TEXT FOR ANALYSIS =
++++++++++

- Born: Edmonton, Alberta
- Education: University of Saskatchewan; University of London (Ph.D.)
- Known for: APA president, 1993
- Awards: E. L. Thorndike Award (1989)
- Scientific career
- Fields: Educational psychology
- Workplaces: University of Wisconsin–Madison; Temple University
- Doctoral advisor: Hans Eysenck

= Frank H. Farley =

Canadian-American psychologist

Frank H. Farley was a humanistic psychologist and a past president of the American Psychological Association (APA) and the American Educational Research Association (AERA). He taught at Temple University and was a fellow or a leader of several scholarly societies. He published research on a wide range of topics, from risk-taking personalities to men who visit massage parlors. Farley died on March 20th, 2026.

==Career==
Farley was born in Edmonton, Alberta. He said that when he was eight years old, he tried to assist an elderly neighbor who was having a heart attack. Some of his friends froze in the moment. The man died, but the experience later sparked a scientific interest in the psychology of heroic actions. He earned an undergraduate degree and a master's degree from the University of Saskatchewan and a PhD from the University of London. Between 1966 and 1995, Farley taught at the University of Wisconsin-Madison. He is the Laura H. Carnell Professor of Educational Psychology at Temple University.

++++++++++

WORK ORDER 1 = Decide whether each statement agrees with the Farley biography, answering yes or no and quoting the words of the text that settle it: (a) Farley taught at the University of Wisconsin-Madison from 1966 to 1995. (b) Hans Eysenck was his doctoral advisor. (c) He received the E. L. Thorndike Award in 1993.
WORK ORDER 2 = Name every university that appears in the Farley biography.
WORK ORDER 3 =
Using the Farley biography, answer:
(a) Where was Farley born?
(b) How old was he when he tried to help a neighbor having a heart attack?
(c) On what date did he die?
The listing has no role in this work.

THE DATA =
++++++++++

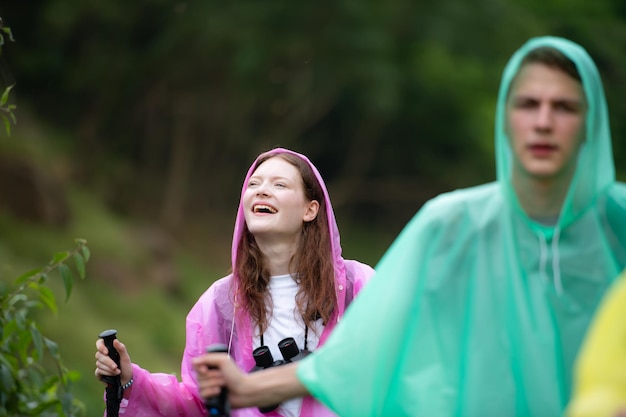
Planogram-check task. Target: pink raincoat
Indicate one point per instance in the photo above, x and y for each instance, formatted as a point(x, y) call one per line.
point(216, 318)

++++++++++

ANSWER AREA 1 =
(a) Yes: "Between 1966 and 1995, Farley taught at the University of Wisconsin-Madison."
(b) Yes: "Doctoral advisor: Hans Eysenck"
(c) No: "Awards: E. L. Thorndike Award (1989)"

ANSWER AREA 2 =
University of Saskatchewan
University of London
University of Wisconsin–Madison
Temple University

ANSWER AREA 3 =
(a) Edmonton, Alberta
(b) Eight years old
(c) March 20th, 2026